À expressão regionalista então fomentada com a recriação das Províncias juntou-se o reforço de imagens etnográficas e folcloristas associadas aos trajes típicos regionais, patentes na Carta de Imagens Regionais, em que o Ribatejo surge representado pelo campino com o seu pampilho, guardando toiros na lezíria (fig. 2).
Com a Constituição da República Portuguesa de 1976 foram extintas as Províncias, mantendo-se o Distrito de Santarém, que atualmente integra 21 concelhos. Com a integração europeia, o Distrito de Santarém, no que toca às NUTS II ficou, inicialmente, integrado na maior parte na região de Lisboa e Vale do Tejo, à exceção dos concelhos de Mação e Tomar, integrados na região Centro. Atualmente, o distrito de Santarém encontra-se repartido nas NUTS II do Alentejo (NUTS III da Lezíria do Tejo) e do Centro (NUTS III do Médio Tejo; fig. 3), sendo que os limites destas duas últimas unidades não são correspondentes aos limites do distrito.
2. A Charneca do Ribatejo, uma área de transição
A segunda escala de análise considerada neste estudo é a da Charneca Ribatejana, 86ª unidade de paisagem identificada em Abreu et al. (2004), ocupando uma área de cerca de 5070km2 (fig. 4). É descrita como uma paisagem tranquila, por vezes monótona, com relevo ondulado muito suave, cortado pelos vales das ribeiras afluentes do Tejo e do Sorraia, coberto predominantemente pelo montado de sobro, com baixa densidade populacional e povoamento concentrado. Esta unidade de paisagem caracteriza-se, em termos geológicos e pedológicos, por formações sedimentares detríticas do Pliocénico e Miocénico, de relevos ondulados cortados por vales de rios e ribeiras afluentes dos rios Tejo e Sorraia.

• **As suas tarefas**
- A) Segundo o excerto sobre o Ribatejo, quantos concelhos integra atualmente o Distrito de Santarém?
- B) Prossiga o excerto sobre o Ribatejo a partir da última frase apresentada.

• **Informação fornecida**
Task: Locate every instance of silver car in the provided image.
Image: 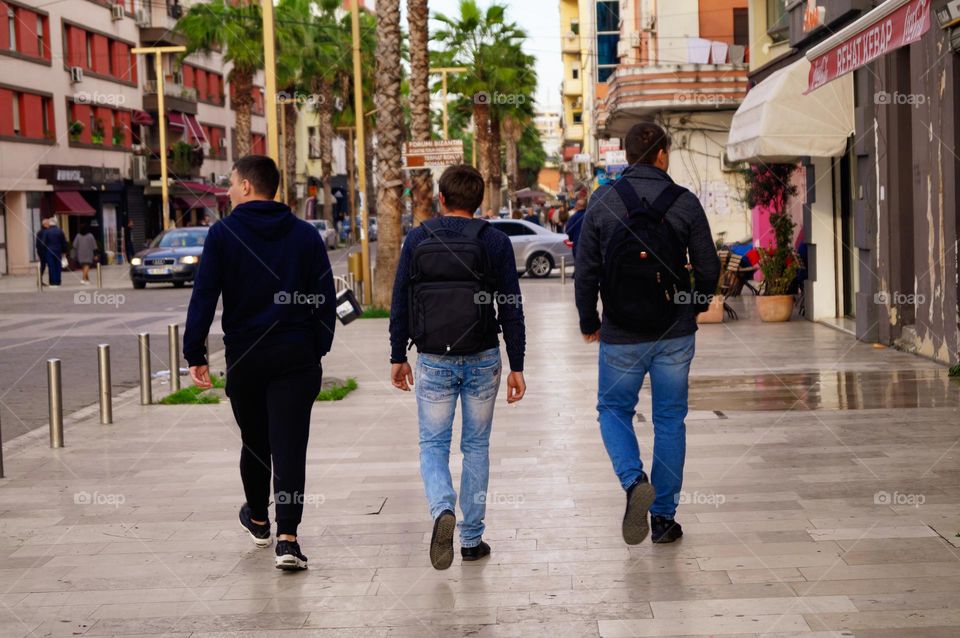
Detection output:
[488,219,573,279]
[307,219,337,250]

--

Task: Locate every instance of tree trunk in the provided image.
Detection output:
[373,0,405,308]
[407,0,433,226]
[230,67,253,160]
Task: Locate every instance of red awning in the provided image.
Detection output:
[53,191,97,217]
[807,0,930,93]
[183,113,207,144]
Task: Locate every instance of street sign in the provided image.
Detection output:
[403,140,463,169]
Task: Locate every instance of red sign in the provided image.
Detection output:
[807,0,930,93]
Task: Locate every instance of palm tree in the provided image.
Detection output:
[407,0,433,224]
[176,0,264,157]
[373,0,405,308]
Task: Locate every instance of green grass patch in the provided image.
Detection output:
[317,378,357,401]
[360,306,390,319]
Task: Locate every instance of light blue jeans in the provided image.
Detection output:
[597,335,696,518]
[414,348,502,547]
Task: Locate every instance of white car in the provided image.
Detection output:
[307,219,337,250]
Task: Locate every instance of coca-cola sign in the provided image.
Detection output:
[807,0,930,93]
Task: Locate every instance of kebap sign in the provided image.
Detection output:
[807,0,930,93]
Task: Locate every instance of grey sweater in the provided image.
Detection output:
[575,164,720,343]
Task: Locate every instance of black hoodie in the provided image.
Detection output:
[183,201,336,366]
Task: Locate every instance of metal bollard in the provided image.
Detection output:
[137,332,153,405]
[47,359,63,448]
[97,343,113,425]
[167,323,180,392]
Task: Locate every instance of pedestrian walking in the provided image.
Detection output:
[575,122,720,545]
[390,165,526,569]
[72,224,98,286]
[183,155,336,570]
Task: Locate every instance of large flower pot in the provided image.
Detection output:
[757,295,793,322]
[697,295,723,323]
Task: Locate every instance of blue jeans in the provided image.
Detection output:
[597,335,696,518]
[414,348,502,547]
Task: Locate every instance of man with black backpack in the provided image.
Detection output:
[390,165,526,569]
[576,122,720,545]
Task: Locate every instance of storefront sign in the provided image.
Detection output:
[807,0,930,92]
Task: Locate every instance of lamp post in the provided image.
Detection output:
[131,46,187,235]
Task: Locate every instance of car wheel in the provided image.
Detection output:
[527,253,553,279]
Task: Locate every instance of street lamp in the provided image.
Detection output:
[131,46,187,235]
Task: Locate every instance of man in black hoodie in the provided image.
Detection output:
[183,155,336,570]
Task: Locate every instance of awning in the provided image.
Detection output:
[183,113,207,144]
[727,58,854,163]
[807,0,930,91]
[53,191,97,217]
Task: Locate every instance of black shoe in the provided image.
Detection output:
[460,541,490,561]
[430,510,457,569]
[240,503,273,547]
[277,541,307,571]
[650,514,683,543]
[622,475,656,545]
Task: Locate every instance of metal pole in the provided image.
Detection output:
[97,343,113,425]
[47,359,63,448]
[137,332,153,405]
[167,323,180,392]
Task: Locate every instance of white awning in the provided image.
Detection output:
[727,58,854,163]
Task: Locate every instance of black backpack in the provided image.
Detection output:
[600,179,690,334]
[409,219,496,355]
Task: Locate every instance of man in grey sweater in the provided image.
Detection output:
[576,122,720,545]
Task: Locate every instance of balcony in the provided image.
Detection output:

* * *

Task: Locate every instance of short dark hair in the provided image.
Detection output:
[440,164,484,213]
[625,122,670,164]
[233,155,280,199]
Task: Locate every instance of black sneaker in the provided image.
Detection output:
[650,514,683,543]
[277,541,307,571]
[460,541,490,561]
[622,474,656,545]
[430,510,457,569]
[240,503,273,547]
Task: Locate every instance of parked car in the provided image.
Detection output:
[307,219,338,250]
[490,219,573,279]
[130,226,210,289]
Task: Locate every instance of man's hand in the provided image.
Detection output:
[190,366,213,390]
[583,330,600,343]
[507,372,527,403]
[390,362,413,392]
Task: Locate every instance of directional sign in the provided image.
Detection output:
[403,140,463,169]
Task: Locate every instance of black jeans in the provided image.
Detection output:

• **Problemas resolvidos**
- A) 21 concelhos.

- B)
A charneca, de acordo com o Dicionário Verbo, é, em sentido lato, uma extensão de solo inculto e árido, coberto por vegetação arbustiva rasteira. Corresponde a formações florestais mediterrânicas com representação arbórea e arbustiva, ocorrendo em extensas áreas no Ribatejo e Alentejo, em solos pobres e ácidos, devido a ocorrências periódicas e frequentes do fogo, pastoreio excessivo, erosão e desbravamento para culturas cerealíferas (Fabião, 1998, p. 908). A estes solos associam-se comunidades vegetais dominadas por sobreirais (Neto et al., 2007). Tem sido explorada através da instalação e condução de montados de sobro, pinhais e eucaliptais, em sistemas extensivos de agro-silvo-pastorícia (porco de montanheira, ovinos, caprinos e bovinos) e também através da caça e produção de mel. Brum Ferreira (2001, p. 181) refere-a também como “brenha mediterrânica”.
Do ponto de vista histórico, desde os tempos mais remotos que são referidas as vastas extensões a sul do Tejo como matagais imensos, despovoados, de terrenos maninhos e ermos. Já em finais do século XVI, Luís Mendes de Vasconcelos refere
a imensa charneca, deserta, insalubre, da margem sul do Tejo, representando duas vantagens fundamentais que a recomendavam para a função defensiva: fornecia lenha e madeiras e protegia contra invasões (…) a charneca, incapaz de muitas nem grandes povoações, por ser a maior parte dela estéril para sementeiras, mas de lenha fecundíssima para o provimento da cidade, além de ser apta a produzir madeiras variadas.” (Mattoso et al., 1977, p. 23)
na qual a população é tradicionalmente “rarefeita e com grandes espaços despovoados” (Ribeiro, 1936). De acordo com Silbert (1978), a charneca, de terrenos pobres, constituía um mundo à parte, isolado e selvagem, pelo que não era de espantar que fosse tão pouco referida.
Estas áreas de charneca, eram, em geral, propriedade da Coroa no Antigo Regime, integrando a Coutada Real, organizada em montarias. Devy-Vareta (1985, p. 60) refere a montaria do Ribatejo integrada na Coutada Velha do Rei, nos séculos XVI-XV, à base de charnecas e/ou matos. Fragoso de Siqueira (1790, in Silbert, 1978) destaca a diferença entre montado, sistema mais ordenado, e charneca, mais arborizada e menos intervencionada, chamando a atenção para o carácter da charneca como semi-montado muito extensivo, não estando abandonado, mas pastoreado por rebanhos pela bolota. À época, são aconselhadas práticas de “alimpação de mattos” e condução da vegetação no sentido da evolução para um povoamento mais produtivo, com características a que chamamos hoje de silvo-pastoris (Silbert, 1978).
As charnecas são descritas pelo Superintendente de Agricultura, em 1814, como “grandes e enfadonhos espaços de ermos e maninhos de matto rasteiro e brenhas silvestres” (Silbert, 1978, p. 107), que se estendem do Chouto e Montargil até Vendas Novas. Estavam cobertas por uma vegetação arbustiva e de matagais referida como “viveiros de chaparrais” e de oliveiras, constituindo recursos que potencialmente poderiam vir a ser ordenados.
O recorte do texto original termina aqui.